= Stored data entries =
..............................

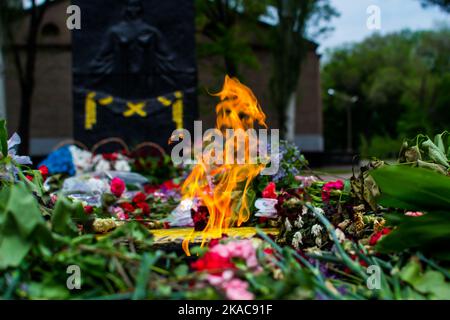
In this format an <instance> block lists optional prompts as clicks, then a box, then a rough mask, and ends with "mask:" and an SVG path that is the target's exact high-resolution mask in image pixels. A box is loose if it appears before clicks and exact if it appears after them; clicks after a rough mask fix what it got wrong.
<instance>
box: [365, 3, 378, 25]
mask: <svg viewBox="0 0 450 320" xmlns="http://www.w3.org/2000/svg"><path fill="white" fill-rule="evenodd" d="M366 13H367V14H368V15H369V17H368V18H367V21H366V26H367V29H369V30H380V29H381V8H380V7H379V6H376V5H371V6H368V7H367V10H366Z"/></svg>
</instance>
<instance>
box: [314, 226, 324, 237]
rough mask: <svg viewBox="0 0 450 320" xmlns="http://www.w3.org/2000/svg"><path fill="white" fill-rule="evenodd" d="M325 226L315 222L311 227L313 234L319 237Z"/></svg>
mask: <svg viewBox="0 0 450 320" xmlns="http://www.w3.org/2000/svg"><path fill="white" fill-rule="evenodd" d="M322 230H323V228H322V226H320V225H318V224H315V225H313V226H312V228H311V233H312V234H313V236H315V237H317V236H319V235H320V233H321V232H322Z"/></svg>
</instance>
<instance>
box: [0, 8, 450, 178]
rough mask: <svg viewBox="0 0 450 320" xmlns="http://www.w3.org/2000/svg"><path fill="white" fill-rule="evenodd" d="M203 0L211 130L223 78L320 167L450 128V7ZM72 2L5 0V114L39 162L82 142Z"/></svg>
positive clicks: (208, 106)
mask: <svg viewBox="0 0 450 320" xmlns="http://www.w3.org/2000/svg"><path fill="white" fill-rule="evenodd" d="M117 1H120V0H117ZM174 1H175V0H174ZM194 2H195V3H194V5H195V21H194V22H193V23H195V42H196V59H197V68H198V90H197V92H198V101H199V103H198V109H199V112H198V114H199V118H200V119H201V120H203V121H204V125H203V126H204V128H209V127H214V119H215V107H214V106H215V104H216V98H214V97H211V96H210V93H214V92H217V91H218V90H219V89H220V86H221V84H222V82H223V78H224V75H225V74H229V75H231V76H236V77H238V78H239V79H240V80H241V81H242V82H243V83H245V84H246V85H248V86H249V87H250V88H251V89H252V90H253V91H254V93H255V95H256V96H257V98H258V99H259V101H260V103H261V106H262V108H263V110H264V112H265V113H266V114H267V116H268V124H269V126H270V127H271V128H280V130H281V133H282V137H283V138H284V139H287V140H290V141H292V142H295V143H296V144H297V145H299V147H300V148H301V150H302V152H303V153H305V155H306V157H307V158H308V160H309V161H310V163H311V165H312V166H313V167H324V166H325V167H327V168H329V169H330V170H332V169H333V168H335V167H338V166H345V165H350V164H351V163H352V160H353V157H354V156H355V155H359V156H360V157H361V159H368V158H370V157H378V158H381V159H391V158H396V157H397V153H398V150H399V149H400V146H401V142H402V140H403V139H405V138H412V137H414V136H415V135H417V134H418V133H423V134H429V135H432V134H436V133H440V132H442V131H444V130H446V129H449V127H450V112H449V106H450V54H449V53H450V24H449V22H450V20H449V17H450V15H449V14H450V1H448V0H370V1H369V0H367V1H366V0H358V1H348V0H305V1H299V0H234V1H233V0H195V1H194ZM70 4H71V2H70V1H69V0H53V1H51V0H27V1H22V0H1V2H0V12H1V14H0V19H1V32H0V36H1V37H0V41H1V42H0V43H1V49H2V50H1V54H0V117H1V118H6V119H7V121H8V129H9V131H10V133H12V132H14V131H18V132H19V134H20V135H21V137H22V140H23V143H22V148H23V150H22V151H23V152H25V153H27V154H30V155H32V156H33V157H37V158H39V157H43V156H45V155H46V154H48V153H49V152H50V151H51V150H52V148H54V146H55V145H57V144H58V143H59V142H61V141H63V140H66V139H70V138H73V131H74V128H73V117H74V114H73V107H72V105H73V95H72V81H73V80H72V58H73V57H72V54H73V52H72V49H73V47H72V37H71V31H70V30H69V29H68V27H67V19H68V14H67V8H68V7H69V6H70ZM105 10H107V8H105ZM81 17H82V16H81ZM81 22H82V20H81ZM171 23H176V21H173V22H171ZM159 27H160V29H161V30H164V26H159ZM112 125H113V124H112ZM149 139H150V140H151V137H150V138H149ZM337 170H340V169H337ZM343 170H344V171H345V170H346V169H343Z"/></svg>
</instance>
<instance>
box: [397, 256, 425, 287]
mask: <svg viewBox="0 0 450 320" xmlns="http://www.w3.org/2000/svg"><path fill="white" fill-rule="evenodd" d="M420 272H421V267H420V263H419V261H417V259H411V260H410V261H409V262H408V264H406V265H405V266H404V267H403V268H402V270H400V273H399V276H400V279H402V280H403V281H405V282H408V283H409V284H411V285H413V284H414V283H416V282H417V281H418V280H419V278H420Z"/></svg>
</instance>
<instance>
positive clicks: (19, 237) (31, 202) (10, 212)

..............................

= Work to complete =
Copy out each line in the records above that contains the word "positive".

= Exercise result =
positive clicks: (208, 106)
positive clicks: (19, 237) (31, 202) (10, 212)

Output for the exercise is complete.